(Available data)
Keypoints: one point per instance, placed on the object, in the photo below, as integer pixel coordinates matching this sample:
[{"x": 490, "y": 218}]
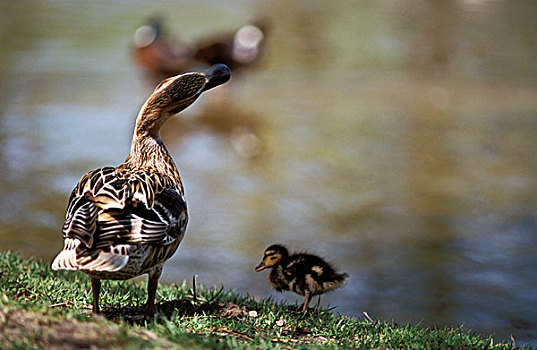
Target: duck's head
[
  {"x": 273, "y": 255},
  {"x": 174, "y": 94}
]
(End Available data)
Exercise goal: Each entry above needs to be restated without a single word changed; skip the images.

Result below:
Keypoints: one point per instance, placed on the object, in the photo below, as integer pixel coordinates matching this sample:
[{"x": 490, "y": 218}]
Target: duck's head
[
  {"x": 273, "y": 255},
  {"x": 174, "y": 94}
]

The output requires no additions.